→ Dokument
╔══
Sanierung | Passagen des Bergwanderwegs zur Hörnlihütte werden saniert
Schwindelerregendes Bauprojekt am Matterhorn
Derzeit werden einige beschädigte Teilstücke des bei Berggängern beliebten Hörnliwegs oberhalb von Zermatt umfassend saniert. Ein Besuch auf der viel begangenen Hochgebirgs-Baustelle am Matterhorn.
Es ist ein schmaler Wanderweg der hoch über Zermatt, in zumeist unwegsamem Gelände, hinauf zur Hörnlihütte auf 3260 Meter über Meer führt. Ein gelber Wegweiser mit weiss-rot-weisser Spitze signalisiert bei Schwarzsee, dem Startpunkt der nicht wenig mühevollen Tour gen Matterhorn, dass es sich beim Hörnliweg um einen Bergwanderweg handelt, der meist steil und teilweise exponiert verläuft. Insgesamt überwindet die vier Kilometer lange hochalpine Strecke zum «Base Camp» unter dem Matterhorn 743 Höhenmeter.
Nach einem ersten Anstieg und einem nachfolgenden Wegstück, das mithilfe von Stahlseilen und Trittgittern beim Hirli entlang eines steilen Felsen führt sowie der anschliessenden Querung einer ebenen Steinwüste, ist schliesslich in einer stark zerklüfteten und verwitterten Felspartie, rund 30 Gehminuten unterhalb der Hörnlihütte, eine Baustelle auszumachen. Ab und an hallt Baustellenlärm durch die Stille der eindrücklichen Berg- und Gletscherwelt, zuweilen sind es auch die Rotorengeräusche eines Helikopters der Air Zermatt.
Anstrengungen in dünner Luft
Die letzten Höhenmeter zum Hochgebirgs-Bauplatz auf fast 3000 Meter über Meer, windet sich der Hörnliweg durch abschüssiges Gelände und brüchiges Gestein. Ein am Wegesrand platziertes Schild kündigt die Sanierungsarbeiten gut sichtbar an. Die Luft wird dünner, die Schritte behäbiger, die Atemzüge schwerer. Ganz anders agieren indes die tagsüber dort malochenden Bauarbeiter in dem felsdurchsetzten Terrain, das sich gemäss der beiden bergerfahrenen Baustellenleiter Jacques Schnidrig und Beat Locher allerorten talwärts zu bewegen scheint.
╚══
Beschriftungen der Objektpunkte
╔══
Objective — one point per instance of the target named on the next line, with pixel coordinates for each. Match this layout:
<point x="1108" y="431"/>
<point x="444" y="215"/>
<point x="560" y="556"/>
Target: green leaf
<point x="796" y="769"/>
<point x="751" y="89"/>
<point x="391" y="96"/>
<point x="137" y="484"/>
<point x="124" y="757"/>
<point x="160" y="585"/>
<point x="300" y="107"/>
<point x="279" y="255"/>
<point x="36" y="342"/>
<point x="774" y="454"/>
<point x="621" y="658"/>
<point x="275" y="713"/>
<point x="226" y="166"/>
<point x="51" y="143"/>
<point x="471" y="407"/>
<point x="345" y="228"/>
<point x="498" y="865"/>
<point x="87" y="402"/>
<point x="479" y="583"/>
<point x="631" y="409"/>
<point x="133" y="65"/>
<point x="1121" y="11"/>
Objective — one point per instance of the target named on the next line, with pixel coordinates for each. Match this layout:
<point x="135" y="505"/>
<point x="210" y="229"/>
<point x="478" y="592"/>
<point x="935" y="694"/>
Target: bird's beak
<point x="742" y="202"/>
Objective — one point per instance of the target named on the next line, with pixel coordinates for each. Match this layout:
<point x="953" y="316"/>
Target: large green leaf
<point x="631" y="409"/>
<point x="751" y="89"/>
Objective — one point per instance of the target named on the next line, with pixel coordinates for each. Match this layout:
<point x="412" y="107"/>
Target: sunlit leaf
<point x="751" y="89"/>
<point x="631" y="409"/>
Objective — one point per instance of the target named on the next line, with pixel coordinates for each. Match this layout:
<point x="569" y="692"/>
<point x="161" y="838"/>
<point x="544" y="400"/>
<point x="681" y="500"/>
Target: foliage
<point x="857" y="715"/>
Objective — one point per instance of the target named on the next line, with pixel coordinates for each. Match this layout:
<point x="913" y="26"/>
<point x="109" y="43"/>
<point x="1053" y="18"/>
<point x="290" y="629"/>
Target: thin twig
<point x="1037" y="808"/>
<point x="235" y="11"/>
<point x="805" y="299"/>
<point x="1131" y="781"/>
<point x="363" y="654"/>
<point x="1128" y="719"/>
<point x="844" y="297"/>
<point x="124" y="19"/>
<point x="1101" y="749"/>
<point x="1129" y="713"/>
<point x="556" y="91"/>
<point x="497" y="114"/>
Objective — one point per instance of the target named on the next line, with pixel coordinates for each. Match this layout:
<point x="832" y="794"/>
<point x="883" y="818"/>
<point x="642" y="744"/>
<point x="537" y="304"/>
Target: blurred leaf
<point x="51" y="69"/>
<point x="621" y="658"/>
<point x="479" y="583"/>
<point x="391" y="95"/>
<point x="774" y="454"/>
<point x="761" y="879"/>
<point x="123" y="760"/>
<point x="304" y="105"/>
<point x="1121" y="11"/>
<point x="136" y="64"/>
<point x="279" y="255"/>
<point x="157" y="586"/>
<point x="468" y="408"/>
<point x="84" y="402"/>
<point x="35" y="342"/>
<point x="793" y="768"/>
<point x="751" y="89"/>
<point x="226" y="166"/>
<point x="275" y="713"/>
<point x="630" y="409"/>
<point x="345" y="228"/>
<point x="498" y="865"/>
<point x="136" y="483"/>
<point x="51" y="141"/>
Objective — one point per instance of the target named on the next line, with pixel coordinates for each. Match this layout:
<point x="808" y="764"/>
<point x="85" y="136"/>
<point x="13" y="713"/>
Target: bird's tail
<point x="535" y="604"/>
╚══
→ Arbeitsaufträge
**a)** Schreiben Sie aus dem Bericht über die Sanierung des Hörnliwegs den Abschnitt ab, der mit „Sanierung | Passagen“ beginnt und bis einschließlich „Hochgebirgs-Baustelle am Matterhorn.“ reicht.
**b)** Führen Sie den Bericht über die Sanierung des Hörnliwegs im Anschluss an seinen letzten Satz weiter.
Die Zeilen werden für die Bearbeitung nicht benötigt.

→ Lösungen
**a)**
Sanierung | Passagen des Bergwanderwegs zur Hörnlihütte werden saniert
Schwindelerregendes Bauprojekt am Matterhorn
Derzeit werden einige beschädigte Teilstücke des bei Berggängern beliebten Hörnliwegs oberhalb von Zermatt umfassend saniert. Ein Besuch auf der viel begangenen Hochgebirgs-Baustelle am Matterhorn.

**b)**
Routiniert, trittsicher und schwindelfrei bauen die jeweils vier Mitarbeitenden der Unternehmung Ulrich Imboden AG in Visp sowie der in Susten/Agarn angesiedelten Firma «Schteimüürini» seit rund zwei Wochen einige Teilstücke des stark frequentierten Bergwegs aus oder richten diese wieder her. «Die Sanierung wurde nötig, weil Teile des Wegs abgerutscht sind und einige Passagen aufgrund des auftauenden Permafrosts weit auseinander klaffende Risse aufweisen», weiss Schnidrig, der in den Bergen aufgewachsen ist. Auf einen Spalt deutend, der sich innert weniger Tage stetig verbreitet hat, ergänzt der Grächner: «Der Fels in diesem Gebiet ist permanent in Bewegung.»
Neue verbreiterte Abschnitte
Beat Locher, Mitinhaber der «Schteimüürini» fügt an: «Da der Weg an dieser Stelle nicht mehr zu retten ist, wird nun eine komplett neue Passage mit einer breiten Treppe aus Natursteinen im oberen Bereich angelegt. Eine Metalltreppe im unteren Sektor ergänzt die neue Streckenführung. Das Trasse dazwischen soll mit Stahlträgern und Steinen verstärkt werden.» Daneben müssten weitere Trockensteinmauern entlang des Hörnliwegs entweder geflickt, wiederaufgebaut oder neu erstellt werden.
Das Gestein, das für den Trockenmauerbau erforderlich ist, wird per Helikopter aus der unmittelbaren Umgebung eingeflogen. «Wir sind auf qualitativ gutes Material angewiesen. Noch unbeschädigte Steine lassen sich nicht immer in direkter Nähe finden», begründet der Agarner Trockensteinmaurer die Zulieferung aus der Luft. Dass man ferner keine Steine aus einer instabilen Felswand entnehme, sei darüber hinaus einleuchtend.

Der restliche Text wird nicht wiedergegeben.